• _Reading text_
——————————

A Non-Ideal Flat-File Structure
To understand how this is done, I start with an examination of the flat-file data structure used to store the climate data. Figure 1 gives the details of how the daily data is stored in monthly-based records.
Each Record Represents a Month of Data
Within each record, there is a repeating sequence of five values including the fields called element, value, mflag, qflag, and sflag. This sequence is repeated 31 times because there is a maximum of 31 days in a month. Also included in each record is the month and year of the readings.
The field labeled “element” describes the type of data measurement stored. There are a whopping number of these (easily over 100 types of readings!), which also makes these files non-ideal. Luckily, there are only five core elements as shown in Figure 1 and Alteryx easily splits the data out into separate files for each type of reading. Alteryx will produce output files for each type of “element” measurement but I filter the allowable output types to include only the five core elements.

——————————

• _Exercise instructions_
a – Answer these questions using the flat-file climate data text:
(i) How many times does the five-value sequence repeat within each record, and why that number?
(ii) What does the field labeled "element" describe?
(iii) Which element types does the author allow into the output files?
b – Continue the text on the flat-file climate data structure from where it stops.

——————————

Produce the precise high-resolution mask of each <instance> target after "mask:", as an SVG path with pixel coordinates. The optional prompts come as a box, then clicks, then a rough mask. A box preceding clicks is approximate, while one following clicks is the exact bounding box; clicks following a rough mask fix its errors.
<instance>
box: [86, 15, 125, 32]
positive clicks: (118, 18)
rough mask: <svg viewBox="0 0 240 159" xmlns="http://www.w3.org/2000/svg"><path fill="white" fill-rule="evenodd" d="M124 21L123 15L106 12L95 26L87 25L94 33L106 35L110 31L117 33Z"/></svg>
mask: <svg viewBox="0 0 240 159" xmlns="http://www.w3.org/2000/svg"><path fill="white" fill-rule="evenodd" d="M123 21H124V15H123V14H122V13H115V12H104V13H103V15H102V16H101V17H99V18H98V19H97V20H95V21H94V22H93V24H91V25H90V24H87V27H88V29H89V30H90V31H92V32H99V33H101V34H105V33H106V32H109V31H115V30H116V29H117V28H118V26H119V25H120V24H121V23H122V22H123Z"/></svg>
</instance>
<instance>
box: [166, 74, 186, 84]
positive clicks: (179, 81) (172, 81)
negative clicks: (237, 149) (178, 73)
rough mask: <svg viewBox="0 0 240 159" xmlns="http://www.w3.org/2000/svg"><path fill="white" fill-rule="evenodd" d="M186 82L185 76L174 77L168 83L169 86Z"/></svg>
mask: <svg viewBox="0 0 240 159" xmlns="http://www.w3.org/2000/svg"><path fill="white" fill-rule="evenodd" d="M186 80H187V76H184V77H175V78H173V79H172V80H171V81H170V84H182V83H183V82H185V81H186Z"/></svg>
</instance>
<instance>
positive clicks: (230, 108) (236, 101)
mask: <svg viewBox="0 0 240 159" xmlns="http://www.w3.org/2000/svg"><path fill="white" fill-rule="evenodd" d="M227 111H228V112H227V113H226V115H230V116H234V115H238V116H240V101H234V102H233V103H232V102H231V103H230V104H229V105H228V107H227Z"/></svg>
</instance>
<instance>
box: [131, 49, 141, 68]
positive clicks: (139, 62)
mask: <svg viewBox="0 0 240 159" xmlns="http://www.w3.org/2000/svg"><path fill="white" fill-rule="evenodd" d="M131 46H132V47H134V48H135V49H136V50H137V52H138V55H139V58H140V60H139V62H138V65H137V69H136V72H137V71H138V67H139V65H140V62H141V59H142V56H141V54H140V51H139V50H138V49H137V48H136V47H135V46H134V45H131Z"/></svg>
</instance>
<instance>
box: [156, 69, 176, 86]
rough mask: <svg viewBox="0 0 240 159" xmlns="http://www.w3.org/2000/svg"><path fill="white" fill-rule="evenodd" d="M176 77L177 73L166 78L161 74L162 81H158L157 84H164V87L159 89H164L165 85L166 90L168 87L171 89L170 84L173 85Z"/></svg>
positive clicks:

——————————

• _Answers in order_
a –
(i) 31 times, because a month has at most 31 days.
(ii) The type of data measurement stored.
(iii) Only the five core elements.

b –
Notice that there is no complete date field, only integer representations of the month and year that the monthly record of data represents. The day number is implicit in each position of the five repeated fields. The first set of five represents day 1, the second set represents day 2, etc. This compact data structure causes the first bit of consternation because a daily date is definitely needed when you want to visualize data over time. To generate the daily dates, you have to process the flat-file across all 128 fields per record.
Figure 2 shows an excerpt from the Excel file I built for creating the Alteryx (*.flat) file settings needed to read the climate data. Click here if you want to download a copy of this file. The content of column H are the flat-file settings needed by Alteryx to read the content of the climate data files. The complete flat-file configuration is also included in this Excel file.
Overcoming Problem #1 – Creating a Daily Date
Figure 3 through 5 show the Alteryx workflow steps and the detailed settings needed to create a date when the data structure does not have an explicit day included in any field. The day used for each reading has to be stripped off of another field name and then used in some formulas to create a valid date. Those steps are shown in Figures 4 and 5.
Overcoming Problem #2 – Transposing a Monthly Record to Daily Records
Once you have created daily dates, you now have to process each monthly record such that you transpose the record from monthly to daily settings. Luckily, this is easily done in Alteryx.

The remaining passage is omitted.